Given instruction => Present every line of the listing below as a Markdown table with two columns, No. for the row number and Line for the text, and leave out any blank lines.

Material supplied =>
>>

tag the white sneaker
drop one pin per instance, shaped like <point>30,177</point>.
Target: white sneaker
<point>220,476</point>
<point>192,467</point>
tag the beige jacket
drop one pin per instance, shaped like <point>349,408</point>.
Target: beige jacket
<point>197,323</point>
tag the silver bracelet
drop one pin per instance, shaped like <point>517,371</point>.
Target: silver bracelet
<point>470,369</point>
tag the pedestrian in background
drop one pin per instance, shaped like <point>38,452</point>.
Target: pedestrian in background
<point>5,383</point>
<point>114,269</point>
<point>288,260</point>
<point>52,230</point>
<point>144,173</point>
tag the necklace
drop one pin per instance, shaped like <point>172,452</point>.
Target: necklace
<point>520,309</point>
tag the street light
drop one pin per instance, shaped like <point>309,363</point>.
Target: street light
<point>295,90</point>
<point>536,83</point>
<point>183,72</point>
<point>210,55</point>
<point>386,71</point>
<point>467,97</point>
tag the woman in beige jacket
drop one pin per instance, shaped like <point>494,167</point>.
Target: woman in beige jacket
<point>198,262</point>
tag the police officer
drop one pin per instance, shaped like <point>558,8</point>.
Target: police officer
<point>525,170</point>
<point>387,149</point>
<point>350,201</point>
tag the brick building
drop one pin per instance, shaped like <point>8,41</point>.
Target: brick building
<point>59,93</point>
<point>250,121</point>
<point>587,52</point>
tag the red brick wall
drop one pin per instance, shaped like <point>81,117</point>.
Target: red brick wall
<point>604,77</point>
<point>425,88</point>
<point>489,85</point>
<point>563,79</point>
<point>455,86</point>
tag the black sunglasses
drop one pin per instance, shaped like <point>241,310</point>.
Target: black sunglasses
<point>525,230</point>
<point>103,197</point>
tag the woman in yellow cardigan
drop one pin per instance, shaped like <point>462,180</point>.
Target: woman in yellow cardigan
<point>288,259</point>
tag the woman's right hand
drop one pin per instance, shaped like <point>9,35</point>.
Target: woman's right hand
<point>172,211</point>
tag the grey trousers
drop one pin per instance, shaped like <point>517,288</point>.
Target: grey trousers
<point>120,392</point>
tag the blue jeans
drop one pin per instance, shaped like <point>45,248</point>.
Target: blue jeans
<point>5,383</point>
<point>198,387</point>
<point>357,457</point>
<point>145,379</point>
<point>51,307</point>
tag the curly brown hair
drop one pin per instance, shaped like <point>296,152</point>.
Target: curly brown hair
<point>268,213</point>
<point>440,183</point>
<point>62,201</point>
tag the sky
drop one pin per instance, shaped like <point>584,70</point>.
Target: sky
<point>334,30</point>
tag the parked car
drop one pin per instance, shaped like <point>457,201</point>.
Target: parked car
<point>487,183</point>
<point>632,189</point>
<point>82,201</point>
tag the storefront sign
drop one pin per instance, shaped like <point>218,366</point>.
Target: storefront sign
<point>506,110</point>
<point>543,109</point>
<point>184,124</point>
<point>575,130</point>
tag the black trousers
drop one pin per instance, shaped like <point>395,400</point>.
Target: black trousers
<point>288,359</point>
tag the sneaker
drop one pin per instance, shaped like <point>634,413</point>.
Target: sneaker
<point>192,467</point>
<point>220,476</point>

<<

Written solution =>
| No. | Line |
|---|---|
| 1 | tag the white sneaker |
| 2 | drop one pin per instance, shaped like <point>30,177</point>. |
| 3 | Target: white sneaker |
| 4 | <point>220,476</point> |
| 5 | <point>192,467</point> |
| 6 | tag the beige jacket |
| 7 | drop one pin per instance, shaped like <point>349,408</point>. |
| 8 | Target: beige jacket |
| 9 | <point>197,323</point> |
| 10 | tag the silver bracelet |
| 11 | drop one pin per instance, shaped like <point>517,371</point>. |
| 12 | Target: silver bracelet |
| 13 | <point>470,369</point> |
| 14 | tag the pedestrian in background |
| 15 | drop one pin per instance, shaped like <point>38,452</point>. |
| 16 | Target: pedestrian in background |
| 17 | <point>5,383</point> |
| 18 | <point>114,269</point> |
| 19 | <point>288,260</point> |
| 20 | <point>52,230</point> |
| 21 | <point>144,173</point> |
| 22 | tag the necklace |
| 23 | drop one pin per instance, shaped like <point>172,452</point>. |
| 24 | Target: necklace |
| 25 | <point>520,309</point> |
| 26 | tag the street light |
| 27 | drop one pin per instance, shaped like <point>309,363</point>. |
| 28 | Target: street light |
| 29 | <point>295,90</point> |
| 30 | <point>536,83</point> |
| 31 | <point>183,72</point> |
| 32 | <point>210,55</point> |
| 33 | <point>386,71</point> |
| 34 | <point>467,97</point> |
| 35 | tag the woman in beige jacket |
| 36 | drop one pin per instance, shaped like <point>494,167</point>. |
| 37 | Target: woman in beige jacket |
| 38 | <point>198,262</point> |
| 39 | tag the police officer |
| 40 | drop one pin per instance, shaped like <point>558,8</point>. |
| 41 | Target: police officer |
| 42 | <point>525,170</point> |
| 43 | <point>387,149</point> |
| 44 | <point>350,201</point> |
| 45 | tag the brick building |
| 46 | drop one pin per instance, shaped like <point>8,41</point>. |
| 47 | Target: brick building |
| 48 | <point>59,93</point> |
| 49 | <point>250,121</point> |
| 50 | <point>587,52</point> |
| 51 | tag the red brick wall |
| 52 | drop one pin per instance, shaped like <point>81,117</point>. |
| 53 | Target: red brick wall |
| 54 | <point>604,77</point> |
| 55 | <point>425,88</point> |
| 56 | <point>489,85</point> |
| 57 | <point>563,79</point> |
| 58 | <point>455,86</point> |
| 59 | tag the black sunglasses |
| 60 | drop one pin per instance, shaped like <point>241,310</point>. |
| 61 | Target: black sunglasses |
| 62 | <point>525,230</point> |
| 63 | <point>103,197</point> |
| 64 | tag the woman in yellow cardigan |
| 65 | drop one pin per instance, shaped like <point>462,180</point>. |
| 66 | Target: woman in yellow cardigan |
| 67 | <point>288,259</point> |
| 68 | tag the woman's right hand |
| 69 | drop one pin per instance, shaped like <point>9,35</point>. |
| 70 | Target: woman's right hand |
| 71 | <point>172,211</point> |
| 72 | tag the grey trousers |
| 73 | drop one pin per instance, shaped like <point>517,288</point>. |
| 74 | Target: grey trousers |
| 75 | <point>120,392</point> |
| 76 | tag the blue jeans |
| 77 | drop one pin per instance, shaped like <point>45,248</point>. |
| 78 | Target: blue jeans |
| 79 | <point>5,383</point> |
| 80 | <point>198,387</point> |
| 81 | <point>357,457</point> |
| 82 | <point>145,379</point> |
| 83 | <point>51,307</point> |
| 84 | tag the curly brown hair |
| 85 | drop one pin per instance, shaped like <point>296,152</point>. |
| 86 | Target: curly brown hair |
| 87 | <point>268,213</point> |
| 88 | <point>440,183</point> |
| 89 | <point>62,201</point> |
| 90 | tag the sky |
| 91 | drop one pin per instance, shaped like <point>584,70</point>. |
| 92 | Target: sky |
| 93 | <point>334,30</point> |
| 94 | tag the parked car |
| 95 | drop one pin per instance, shaped like <point>457,201</point>. |
| 96 | Target: parked car |
| 97 | <point>487,183</point> |
| 98 | <point>632,189</point> |
| 99 | <point>82,201</point> |
| 100 | tag the storefront sign |
| 101 | drop one pin per instance, shaped like <point>218,366</point>. |
| 102 | Target: storefront sign |
| 103 | <point>506,110</point> |
| 104 | <point>543,109</point> |
| 105 | <point>184,124</point> |
| 106 | <point>575,130</point> |
| 107 | tag the black trousers |
| 108 | drop one pin per instance, shaped like <point>395,400</point>. |
| 109 | Target: black trousers |
| 110 | <point>288,359</point> |
| 111 | tag the sneaker |
| 112 | drop one pin per instance, shaped like <point>634,413</point>. |
| 113 | Target: sneaker |
| 114 | <point>192,467</point> |
| 115 | <point>220,476</point> |